* **Text provided**:
►
This is how Basque tuna vessel sailors’ health is looked after
Telemedicine facilitates basic on board assistance for a dozen ships operating in the Indian, Pacific and Atlantic oceans.
To find the origins of modern telemedicine on the high seas we need to look back to the end or mid-1920s. Radio calls involved delays and interferences making it difficult to communicate with land back then despite being the only means available to crews on many ships in the event of any sailor on board having an accident or requiring special care or special treatments due to illness.
Over 400 crew members are benefitting from this second stage of the pilot project.
Today; however, the advances in maritime medicine have contributed to the reduction of the time and distance barrier between patient and physician, to the point where sailors working on the ships get virtually the same attention as if it were face-to-face.
Proof of this is the pilot experience to implement a telemedicine system on board the Basque tuna freezers fishing in the Indian, Pacific and Atlantic oceans. A cutting-edge advance in its second stage which enables the health needs and emergencies of over 400 crew members on a dozen ships in the tuna fleet operating in said oceans to be attended.
◄
* **Supplied material**:
►
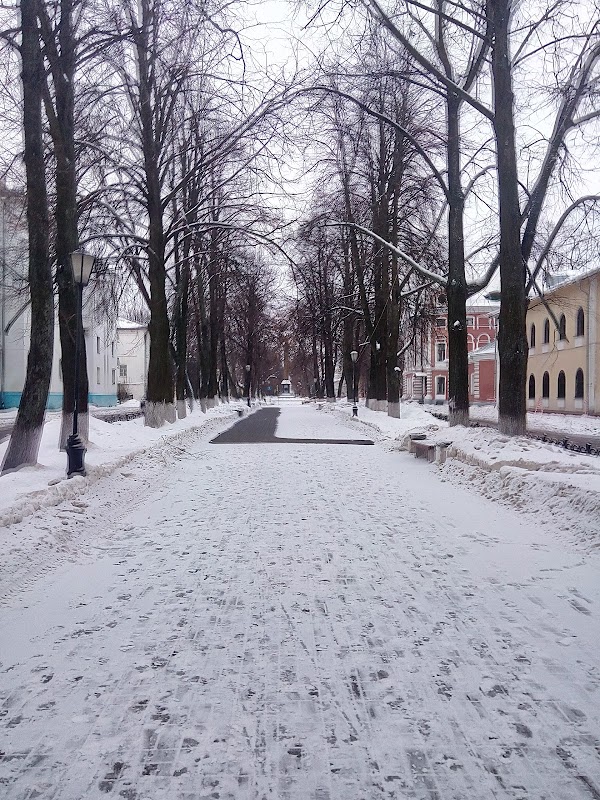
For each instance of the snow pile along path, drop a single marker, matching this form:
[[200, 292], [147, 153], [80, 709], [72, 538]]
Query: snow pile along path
◄
* **Set of tasks**:
**A.** Return the part of the Basque tuna fleet text that opens with the words containing "Over 400 crew members are" and closes with "it were face-to-face.", copied exactly.
**B.** According to the Basque tuna fleet text, how many crew members benefit from the second stage of the pilot project?

* **Answers for the exercise**:
**A.**
Over 400 crew members are benefitting from this second stage of the pilot project.
Today; however, the advances in maritime medicine have contributed to the reduction of the time and distance barrier between patient and physician, to the point where sailors working on the ships get virtually the same attention as if it were face-to-face.

**B.** Over 400 crew members.